[Texte du document]:
*-*-*

La ville d’Himara ainsi que les villages de Palasa et Dhermi sont traditionnellement bilingues tandis que les habitants des quatre autres villages parlaient exclusivement l’albanais. Aujourd’hui, quasiment tous les habitants de la région parlent aussi le grec puisque, depuis la chute du communisme, la majorité des adultes sont partis travailler dans la Grèce voisine. Celle-ci a d’ailleurs traité, dès les débuts, les migrants de la région comme des omogèneis, c’est-à-dire de Grecs ethniques, facilitant en conséquence leur séjour en Grèce et octroyant même une pension de 360 euros aux personnes âgées. Depuis l’accord gréco-albanais sur la double nationalité, beaucoup d’habitants de la région ont obtenu la citoyenneté grecque.
Les dirigeants des partis politiques de la minorité grecque - l’Union pour les droits de l’homme de Vangjel Dule et l’organisation Omonoia de Vasil Bollano, l’ancien maire d’Himara - ont vivement réagi au projet de redécoupage territorial proposé par le gouvernement, en refusant catégoriquement l’unification de la commune d’Himara avec celle de Lukovo et de Vranisht. La tension est montée très vite, Omonoia dénonçant, dans un communiqué publié mi-juillet, un plan « d’extermination nationale de la minorité grecque ».
Dans les jours suivants, les médias albanais ont relaté avec indignation l’échange téléphonique entre le ministre des Affaires étrangères grec Eleftherios Venizelos et son homologue albanais Ditmir Bushati. Sans autre façon, le ministre grec a averti la partie albanaise que, si celle-ci maintenait le projet de réforme territoriale dans la forme proposée, les négociations de l’Albanie avec l’Union européenne risquaient d’en souffrir. Le ministre albanais s’est contenté de souligner que la réforme territoriale était un sujet purement intérieur au pays et que l’Albanie respectait intégralement les droits de la minorité grecque.
Ce n’est d’ailleurs pas la première fois, ainsi que l’a montré wikileaks, que la diplomatie grecque utilise la carte européenne pour exercer des pressions sur l’Albanie. Depuis trois ans, le gouvernement grec est frustré par le blocage de l’accord sur les eaux territoriales, rejeté par la Cour Constitutionnelle albanaise.

*-*-*

[Consignes]:
[a] Citez mot pour mot le passage du texte sur Himara qui commence par les mots contenant « Dans les jours » et s'achève sur « la minorité grecque. ».
[b] Répondez aux questions suivantes à partir du texte sur Himara.
(i) Quel est le montant de la pension que la Grèce octroie aux personnes âgées de la région ?
(ii) Avec quelles communes le projet du gouvernement prévoyait-il d'unifier celle d'Himara ?
(iii) Quelle instance a rejeté l'accord sur les eaux territoriales ?

[Données fournies]:
*-*-*

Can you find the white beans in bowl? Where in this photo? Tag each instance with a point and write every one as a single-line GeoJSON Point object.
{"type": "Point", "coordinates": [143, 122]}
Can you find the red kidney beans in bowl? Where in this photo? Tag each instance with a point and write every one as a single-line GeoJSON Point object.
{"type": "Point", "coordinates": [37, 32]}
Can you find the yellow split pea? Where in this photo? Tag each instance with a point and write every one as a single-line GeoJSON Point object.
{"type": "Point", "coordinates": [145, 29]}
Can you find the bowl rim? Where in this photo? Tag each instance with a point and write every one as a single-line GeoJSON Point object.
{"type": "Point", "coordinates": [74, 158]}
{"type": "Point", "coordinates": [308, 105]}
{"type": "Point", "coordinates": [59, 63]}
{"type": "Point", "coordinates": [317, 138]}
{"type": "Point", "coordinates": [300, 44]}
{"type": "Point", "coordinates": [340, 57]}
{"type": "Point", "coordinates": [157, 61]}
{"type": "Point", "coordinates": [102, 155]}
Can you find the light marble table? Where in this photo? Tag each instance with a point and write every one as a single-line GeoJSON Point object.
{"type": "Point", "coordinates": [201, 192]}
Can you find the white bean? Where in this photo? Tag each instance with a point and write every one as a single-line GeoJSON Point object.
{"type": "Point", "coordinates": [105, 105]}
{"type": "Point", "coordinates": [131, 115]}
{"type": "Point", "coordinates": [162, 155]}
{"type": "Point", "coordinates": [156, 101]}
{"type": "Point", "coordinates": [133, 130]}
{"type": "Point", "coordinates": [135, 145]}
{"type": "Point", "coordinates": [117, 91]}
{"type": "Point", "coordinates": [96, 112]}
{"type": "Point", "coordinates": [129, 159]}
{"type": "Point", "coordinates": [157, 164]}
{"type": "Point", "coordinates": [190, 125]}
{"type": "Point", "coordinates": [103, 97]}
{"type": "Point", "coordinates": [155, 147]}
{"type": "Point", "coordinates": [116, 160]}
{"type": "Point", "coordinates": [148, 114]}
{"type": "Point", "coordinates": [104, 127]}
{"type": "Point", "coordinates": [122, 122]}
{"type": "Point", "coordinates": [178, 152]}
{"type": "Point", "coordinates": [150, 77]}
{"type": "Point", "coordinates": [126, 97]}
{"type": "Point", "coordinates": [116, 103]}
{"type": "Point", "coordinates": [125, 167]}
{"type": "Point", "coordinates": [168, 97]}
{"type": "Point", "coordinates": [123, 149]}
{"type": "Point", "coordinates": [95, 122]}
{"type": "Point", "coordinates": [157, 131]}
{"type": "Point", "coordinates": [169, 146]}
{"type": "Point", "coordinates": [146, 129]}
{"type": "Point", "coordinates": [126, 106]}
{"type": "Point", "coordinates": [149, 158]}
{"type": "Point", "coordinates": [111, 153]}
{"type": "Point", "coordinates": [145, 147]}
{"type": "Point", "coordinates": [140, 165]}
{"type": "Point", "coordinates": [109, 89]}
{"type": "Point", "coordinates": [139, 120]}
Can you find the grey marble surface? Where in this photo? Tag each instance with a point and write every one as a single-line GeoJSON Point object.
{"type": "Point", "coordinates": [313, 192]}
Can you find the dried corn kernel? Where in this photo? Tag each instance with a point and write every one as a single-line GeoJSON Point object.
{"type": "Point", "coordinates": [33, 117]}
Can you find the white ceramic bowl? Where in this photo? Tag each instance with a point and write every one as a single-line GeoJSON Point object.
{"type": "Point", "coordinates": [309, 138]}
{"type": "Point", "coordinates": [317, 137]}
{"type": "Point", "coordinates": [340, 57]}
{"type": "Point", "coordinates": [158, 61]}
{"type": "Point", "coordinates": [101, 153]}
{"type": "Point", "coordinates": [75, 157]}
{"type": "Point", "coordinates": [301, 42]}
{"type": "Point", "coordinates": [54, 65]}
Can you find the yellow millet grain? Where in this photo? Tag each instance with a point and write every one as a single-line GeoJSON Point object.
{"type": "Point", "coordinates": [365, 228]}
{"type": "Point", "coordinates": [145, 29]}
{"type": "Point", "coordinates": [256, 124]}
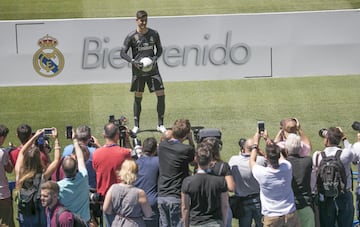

*-*-*

[Corrigé]:
[a]
Dans les jours suivants, les médias albanais ont relaté avec indignation l’échange téléphonique entre le ministre des Affaires étrangères grec Eleftherios Venizelos et son homologue albanais Ditmir Bushati. Sans autre façon, le ministre grec a averti la partie albanaise que, si celle-ci maintenait le projet de réforme territoriale dans la forme proposée, les négociations de l’Albanie avec l’Union européenne risquaient d’en souffrir. Le ministre albanais s’est contenté de souligner que la réforme territoriale était un sujet purement intérieur au pays et que l’Albanie respectait intégralement les droits de la minorité grecque.

[b]
(i) 360 euros.
(ii) Lukovo et Vranisht.
(iii) La Cour Constitutionnelle albanaise.